In the text about Haygood's case, copy the part that begins at the words "Now, for any" and stops after "the linked feature.", swapping "subscriber" for "reader".

Text passage ->
⁂
That’s the last filing we noted during our review of the filings of the case.
We will note, however, that Haygood, who upon filing his initial petition exercised his right to demand a trial by jury, later submitted a filing indicating that he was waiving that right and opting to permit Judge Pitman to decide the whole matter. We can only assume that this move may have been motivated by commentary Judge Pitman made in December of 2017, which Haygood chose to read into the record at the Senate Commerce Committee meeting of April 4, 2018 (along with the first 11 seconds of the following video being comprised of more of those darn “general conclusory allegations” referenced by LCM a little over a year later):
Haygood emphasizes the LSBD reopening its investigation of him in 2016 which he contends was based upon “false reports, criminal action, perjury, and fraud” and reads into the record Judge Michael Pitman’s observations uttered in State District Court in December of 2017.
Now, for any subscriber wishing to assert that Haygood is an anomaly regarding incurring massive legal fees upon suing a state agency, we would reference the following other litigants against state agencies upon whom we have reported:
1. The stonewalling of our efforts to obtain state litigation costs for Murphy Painter / Cory delaHoussaye, which have been asserted to total $1.36 million at the time of the linked feature.
2. Former Louisiana State Police Commission (LSPC) member Calvin Braxton in his suit against LSP Lt. Col. Jay Oliphant which now includes Louisiana State Police with Braxton’s allegation that the agency “has accused him of murder.”
3. Former LSPC Executive Director Cathy Derbonne’s litigation against the LSPC in which she alleges that she was told by Gov. Edwards’ office to “shut the f— up” regarding her reporting of alleged wrongdoing on the part of LSPC members and Gov. Edwards himself. [Note: Derbonne’s case is on appeal to the First Circuit Court of Appeal after Judge Morvant of 19th JDC dismissed Derbonne’s case based upon a New Iberia Sheriff case in which that court ruled that an employee has no whistle-blower protection after reporting suspected wrongdoing when such reporting of wrongdoing is part of his or her regular job duties.]
4. Cosmetologist and former cosmetology school owner Nelda Dural, who, like Haygood, appealed the revocation of her school license and ended up owing $55,000 in combined fines and costs to the Cosmetology Board (plus her own attorney’s fees). That figure actually forced Dural into filing for bankruptcy protection.
⁂
Information ->
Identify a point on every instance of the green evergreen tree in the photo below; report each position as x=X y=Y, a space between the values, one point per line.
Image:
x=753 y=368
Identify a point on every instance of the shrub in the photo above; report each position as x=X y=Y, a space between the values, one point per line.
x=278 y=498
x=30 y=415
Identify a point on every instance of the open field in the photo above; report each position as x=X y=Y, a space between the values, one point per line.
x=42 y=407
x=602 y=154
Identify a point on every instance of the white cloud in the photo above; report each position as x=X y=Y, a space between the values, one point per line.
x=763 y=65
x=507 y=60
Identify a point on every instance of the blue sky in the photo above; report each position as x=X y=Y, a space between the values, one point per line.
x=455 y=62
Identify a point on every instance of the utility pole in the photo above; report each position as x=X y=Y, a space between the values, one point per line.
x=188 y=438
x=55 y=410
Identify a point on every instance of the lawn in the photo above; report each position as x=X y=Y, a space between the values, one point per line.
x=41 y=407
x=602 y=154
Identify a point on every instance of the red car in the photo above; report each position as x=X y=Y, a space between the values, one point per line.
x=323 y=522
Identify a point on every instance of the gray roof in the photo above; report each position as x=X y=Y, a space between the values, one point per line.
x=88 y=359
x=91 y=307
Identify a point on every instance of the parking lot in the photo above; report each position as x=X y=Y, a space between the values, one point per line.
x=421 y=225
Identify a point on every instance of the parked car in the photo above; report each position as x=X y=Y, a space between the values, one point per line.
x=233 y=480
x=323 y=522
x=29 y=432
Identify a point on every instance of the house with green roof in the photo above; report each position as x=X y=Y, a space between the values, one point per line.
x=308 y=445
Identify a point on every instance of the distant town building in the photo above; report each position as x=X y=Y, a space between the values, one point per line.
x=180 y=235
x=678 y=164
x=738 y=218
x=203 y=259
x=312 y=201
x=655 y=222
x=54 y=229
⁂
Reply to the exercise ->
Now, for any reader wishing to assert that Haygood is an anomaly regarding incurring massive legal fees upon suing a state agency, we would reference the following other litigants against state agencies upon whom we have reported:
1. The stonewalling of our efforts to obtain state litigation costs for Murphy Painter / Cory delaHoussaye, which have been asserted to total $1.36 million at the time of the linked feature.